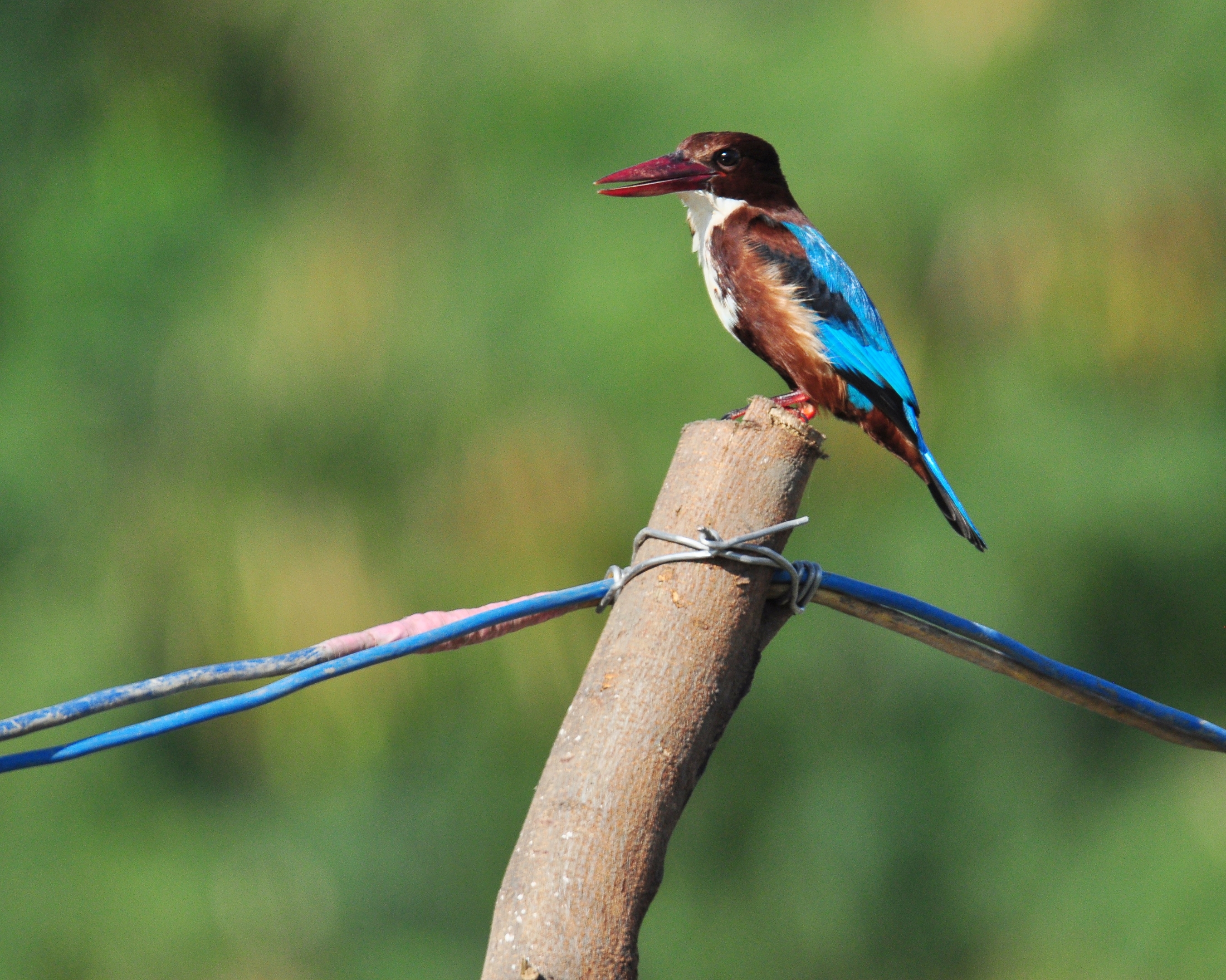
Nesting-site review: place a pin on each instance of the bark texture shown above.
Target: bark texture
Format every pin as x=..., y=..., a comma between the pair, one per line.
x=676, y=658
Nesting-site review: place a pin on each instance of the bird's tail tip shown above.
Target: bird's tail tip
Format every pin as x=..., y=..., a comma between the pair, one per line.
x=949, y=503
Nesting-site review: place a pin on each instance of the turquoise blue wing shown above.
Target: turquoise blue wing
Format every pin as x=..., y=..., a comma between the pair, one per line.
x=852, y=333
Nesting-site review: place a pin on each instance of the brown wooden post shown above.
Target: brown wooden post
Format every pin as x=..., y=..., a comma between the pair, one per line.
x=677, y=655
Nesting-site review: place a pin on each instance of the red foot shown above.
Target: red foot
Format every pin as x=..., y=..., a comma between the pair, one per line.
x=795, y=400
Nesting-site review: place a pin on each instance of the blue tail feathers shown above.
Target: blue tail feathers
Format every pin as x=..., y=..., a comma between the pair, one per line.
x=947, y=500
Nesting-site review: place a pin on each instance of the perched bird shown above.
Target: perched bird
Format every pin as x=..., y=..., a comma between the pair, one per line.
x=782, y=291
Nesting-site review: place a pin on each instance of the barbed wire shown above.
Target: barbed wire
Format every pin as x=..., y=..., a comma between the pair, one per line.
x=797, y=583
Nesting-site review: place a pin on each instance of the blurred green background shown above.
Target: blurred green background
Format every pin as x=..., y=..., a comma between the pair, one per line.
x=311, y=318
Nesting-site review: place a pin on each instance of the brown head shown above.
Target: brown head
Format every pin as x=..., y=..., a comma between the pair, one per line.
x=728, y=165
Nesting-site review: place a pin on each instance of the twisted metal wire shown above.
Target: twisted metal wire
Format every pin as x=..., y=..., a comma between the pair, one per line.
x=710, y=545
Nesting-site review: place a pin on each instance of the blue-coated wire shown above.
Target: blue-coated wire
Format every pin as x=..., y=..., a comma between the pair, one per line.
x=1206, y=734
x=160, y=687
x=578, y=597
x=1065, y=680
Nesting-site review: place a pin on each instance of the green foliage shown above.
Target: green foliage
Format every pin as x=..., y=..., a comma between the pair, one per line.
x=309, y=318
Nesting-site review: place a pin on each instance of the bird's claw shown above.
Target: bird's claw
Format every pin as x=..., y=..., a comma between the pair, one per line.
x=795, y=400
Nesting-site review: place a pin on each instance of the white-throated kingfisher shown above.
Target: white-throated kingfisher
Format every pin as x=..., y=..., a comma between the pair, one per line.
x=782, y=291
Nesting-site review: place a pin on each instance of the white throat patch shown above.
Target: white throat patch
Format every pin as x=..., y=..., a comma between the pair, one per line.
x=705, y=213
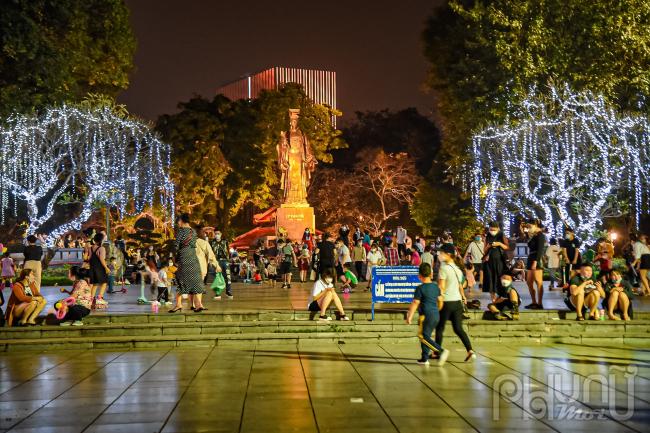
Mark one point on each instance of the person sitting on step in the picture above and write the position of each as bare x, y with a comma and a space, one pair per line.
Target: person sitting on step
348, 279
507, 299
585, 291
618, 294
323, 295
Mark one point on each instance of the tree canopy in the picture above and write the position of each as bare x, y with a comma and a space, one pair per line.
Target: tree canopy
225, 151
485, 55
55, 51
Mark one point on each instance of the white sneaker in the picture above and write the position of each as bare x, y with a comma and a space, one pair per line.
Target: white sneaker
443, 357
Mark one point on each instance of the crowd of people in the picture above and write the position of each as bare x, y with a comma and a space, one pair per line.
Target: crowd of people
592, 285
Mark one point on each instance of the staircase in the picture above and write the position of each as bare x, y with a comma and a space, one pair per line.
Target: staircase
209, 328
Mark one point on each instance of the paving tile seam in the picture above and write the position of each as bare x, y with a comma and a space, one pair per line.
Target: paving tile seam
430, 388
105, 364
189, 384
46, 370
368, 387
304, 376
125, 390
587, 405
558, 349
248, 384
573, 371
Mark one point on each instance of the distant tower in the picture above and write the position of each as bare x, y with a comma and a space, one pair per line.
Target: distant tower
320, 86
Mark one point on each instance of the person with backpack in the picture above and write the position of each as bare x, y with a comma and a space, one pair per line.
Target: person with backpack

┄┄┄┄┄┄

▸ Problem details: From the entries above, return exactly the line containing "Target: person sitting on step", the line containing "Mark one point on each instance of the tree", and all lines between, and nothing else.

▸ Response to this task:
Target: person sitting on step
348, 279
507, 299
585, 291
618, 294
323, 295
Mark one point on each instance of the tree canopy in the picture above and write the position of each as bare x, y with a comma and a space, one pair per line.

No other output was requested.